Recast the rows below as a numbered list, starting at the line containing "the butterfly eye" and ending with the last row. Include only that part, skip blank lines, and leave out the pictures.

+++ Extracted entries

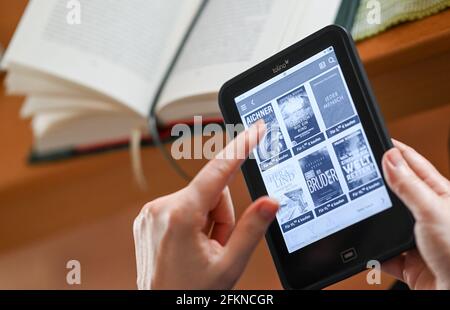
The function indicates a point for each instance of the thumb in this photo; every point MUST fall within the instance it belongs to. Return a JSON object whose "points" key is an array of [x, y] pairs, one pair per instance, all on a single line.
{"points": [[248, 232], [413, 191]]}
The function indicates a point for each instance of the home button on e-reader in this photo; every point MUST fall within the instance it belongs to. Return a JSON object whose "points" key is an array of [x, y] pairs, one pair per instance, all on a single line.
{"points": [[348, 255]]}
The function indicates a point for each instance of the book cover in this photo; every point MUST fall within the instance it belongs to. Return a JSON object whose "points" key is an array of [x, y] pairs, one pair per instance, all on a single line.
{"points": [[298, 115], [332, 98], [321, 177], [355, 160], [273, 142]]}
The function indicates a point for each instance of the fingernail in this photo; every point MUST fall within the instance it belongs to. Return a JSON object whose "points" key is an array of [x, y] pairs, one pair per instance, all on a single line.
{"points": [[268, 211], [395, 158]]}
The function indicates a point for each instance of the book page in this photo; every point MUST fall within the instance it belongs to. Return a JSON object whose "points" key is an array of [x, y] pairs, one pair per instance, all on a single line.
{"points": [[227, 39], [120, 48]]}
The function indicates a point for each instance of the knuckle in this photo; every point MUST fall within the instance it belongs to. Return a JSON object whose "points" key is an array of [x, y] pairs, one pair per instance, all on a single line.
{"points": [[152, 208]]}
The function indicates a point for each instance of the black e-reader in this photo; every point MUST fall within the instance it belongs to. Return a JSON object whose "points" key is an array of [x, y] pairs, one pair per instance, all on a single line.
{"points": [[320, 158]]}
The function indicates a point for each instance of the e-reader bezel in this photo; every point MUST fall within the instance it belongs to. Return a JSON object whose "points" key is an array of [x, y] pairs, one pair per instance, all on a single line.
{"points": [[378, 237]]}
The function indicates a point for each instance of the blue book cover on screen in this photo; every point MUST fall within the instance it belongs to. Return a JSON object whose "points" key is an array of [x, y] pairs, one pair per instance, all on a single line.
{"points": [[332, 98], [321, 177], [355, 160], [273, 142], [298, 115]]}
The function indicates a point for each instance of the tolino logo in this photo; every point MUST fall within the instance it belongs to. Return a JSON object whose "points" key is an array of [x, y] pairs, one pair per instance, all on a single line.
{"points": [[73, 16], [281, 66]]}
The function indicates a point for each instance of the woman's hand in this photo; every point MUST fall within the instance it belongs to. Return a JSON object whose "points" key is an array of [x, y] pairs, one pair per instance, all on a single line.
{"points": [[427, 194], [189, 240]]}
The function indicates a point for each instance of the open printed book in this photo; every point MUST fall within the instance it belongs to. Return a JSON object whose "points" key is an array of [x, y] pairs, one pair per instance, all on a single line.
{"points": [[95, 81]]}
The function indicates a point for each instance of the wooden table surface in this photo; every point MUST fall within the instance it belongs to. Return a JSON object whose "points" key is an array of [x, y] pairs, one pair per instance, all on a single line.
{"points": [[83, 208]]}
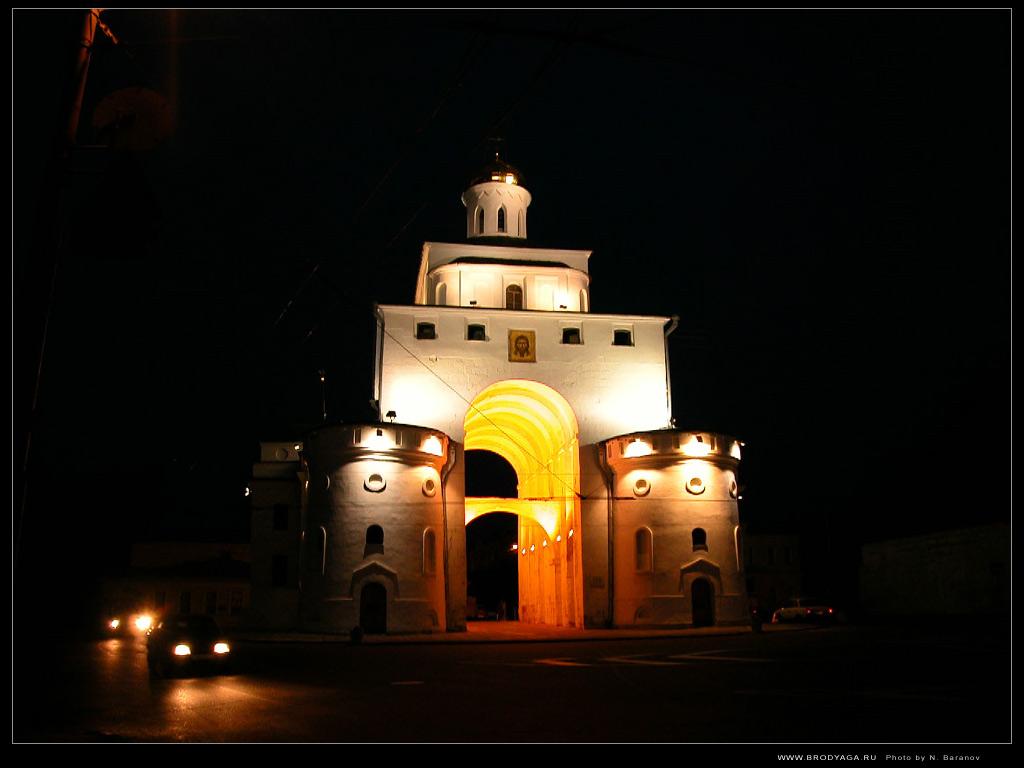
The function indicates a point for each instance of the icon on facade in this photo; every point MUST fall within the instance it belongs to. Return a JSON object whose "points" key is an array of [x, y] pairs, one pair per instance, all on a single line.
{"points": [[522, 346]]}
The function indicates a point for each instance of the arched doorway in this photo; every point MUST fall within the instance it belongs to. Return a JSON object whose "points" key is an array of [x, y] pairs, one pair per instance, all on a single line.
{"points": [[702, 599], [534, 428], [373, 608]]}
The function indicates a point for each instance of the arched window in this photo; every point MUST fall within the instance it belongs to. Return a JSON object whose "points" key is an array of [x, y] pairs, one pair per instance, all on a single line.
{"points": [[513, 297], [699, 540], [375, 541], [429, 552], [643, 550]]}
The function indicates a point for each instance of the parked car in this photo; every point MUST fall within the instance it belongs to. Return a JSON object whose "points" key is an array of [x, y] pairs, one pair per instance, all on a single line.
{"points": [[189, 641], [807, 609], [128, 624]]}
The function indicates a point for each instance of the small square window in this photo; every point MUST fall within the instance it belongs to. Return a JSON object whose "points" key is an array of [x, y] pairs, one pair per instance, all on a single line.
{"points": [[623, 338], [279, 570]]}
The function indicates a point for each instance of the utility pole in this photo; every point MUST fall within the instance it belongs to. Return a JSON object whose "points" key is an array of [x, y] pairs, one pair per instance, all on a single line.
{"points": [[324, 393], [50, 224]]}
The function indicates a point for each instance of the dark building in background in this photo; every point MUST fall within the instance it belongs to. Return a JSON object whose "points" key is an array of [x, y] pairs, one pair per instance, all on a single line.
{"points": [[164, 578], [772, 566], [951, 572], [275, 503]]}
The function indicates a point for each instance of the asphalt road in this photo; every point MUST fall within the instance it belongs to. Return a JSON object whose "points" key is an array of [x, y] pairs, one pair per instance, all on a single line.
{"points": [[839, 685]]}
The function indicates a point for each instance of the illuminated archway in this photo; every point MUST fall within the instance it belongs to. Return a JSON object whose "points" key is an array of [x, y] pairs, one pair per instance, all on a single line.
{"points": [[534, 428]]}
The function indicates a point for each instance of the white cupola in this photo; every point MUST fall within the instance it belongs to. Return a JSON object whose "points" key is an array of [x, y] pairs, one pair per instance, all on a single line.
{"points": [[496, 203]]}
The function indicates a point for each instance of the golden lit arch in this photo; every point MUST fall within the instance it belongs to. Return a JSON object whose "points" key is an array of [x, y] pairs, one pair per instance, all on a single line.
{"points": [[534, 428]]}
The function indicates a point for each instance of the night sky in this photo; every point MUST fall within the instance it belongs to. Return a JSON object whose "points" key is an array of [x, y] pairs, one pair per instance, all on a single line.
{"points": [[821, 197]]}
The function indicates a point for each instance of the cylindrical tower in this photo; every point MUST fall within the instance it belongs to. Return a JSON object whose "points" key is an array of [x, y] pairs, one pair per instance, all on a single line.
{"points": [[496, 203], [373, 529], [676, 526]]}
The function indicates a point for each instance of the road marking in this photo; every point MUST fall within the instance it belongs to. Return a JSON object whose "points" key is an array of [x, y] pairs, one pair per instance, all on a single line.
{"points": [[706, 656], [642, 662], [887, 694]]}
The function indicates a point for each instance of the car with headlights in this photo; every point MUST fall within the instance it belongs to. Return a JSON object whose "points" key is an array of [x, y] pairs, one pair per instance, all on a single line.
{"points": [[125, 624], [188, 642], [807, 609]]}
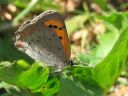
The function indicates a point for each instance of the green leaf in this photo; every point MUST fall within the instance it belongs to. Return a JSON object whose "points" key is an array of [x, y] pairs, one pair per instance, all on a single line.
{"points": [[23, 75], [99, 79]]}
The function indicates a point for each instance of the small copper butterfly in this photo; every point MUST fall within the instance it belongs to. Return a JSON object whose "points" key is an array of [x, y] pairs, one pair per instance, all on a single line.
{"points": [[45, 38]]}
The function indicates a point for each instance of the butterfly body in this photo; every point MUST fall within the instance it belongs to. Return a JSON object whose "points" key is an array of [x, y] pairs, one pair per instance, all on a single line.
{"points": [[45, 38]]}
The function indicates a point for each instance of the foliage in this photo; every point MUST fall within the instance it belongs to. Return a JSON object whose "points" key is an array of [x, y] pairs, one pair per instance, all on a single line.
{"points": [[20, 75]]}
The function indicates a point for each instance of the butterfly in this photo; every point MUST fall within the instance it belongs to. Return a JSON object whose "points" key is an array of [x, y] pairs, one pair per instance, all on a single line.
{"points": [[45, 39]]}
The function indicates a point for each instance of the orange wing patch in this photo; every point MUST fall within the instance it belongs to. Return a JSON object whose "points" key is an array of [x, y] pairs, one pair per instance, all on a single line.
{"points": [[59, 29]]}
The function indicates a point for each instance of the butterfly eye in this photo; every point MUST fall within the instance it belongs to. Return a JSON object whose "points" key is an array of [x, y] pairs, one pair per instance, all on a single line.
{"points": [[60, 37], [50, 26]]}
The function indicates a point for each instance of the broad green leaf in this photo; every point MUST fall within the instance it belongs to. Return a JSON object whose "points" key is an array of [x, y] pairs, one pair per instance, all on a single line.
{"points": [[100, 78]]}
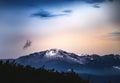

++++++

### [Finished answer]
1. The function indicates a point for each instance of the butterfly eye in this photo; every point MUST fall within the instance it belongs to. Return a JSON object whose "points" key is an array of [x, y] pairs, one pair per instance, all on a single line.
2. {"points": [[60, 37], [50, 26]]}
3. The function indicates a point for each instance of the broad green leaf in this photo; every point MUST fall within the instance it belongs to. Return a JSON object whose "points" key is an array of [x, y] pairs, one pair per instance, all on a single line.
4. {"points": [[100, 78]]}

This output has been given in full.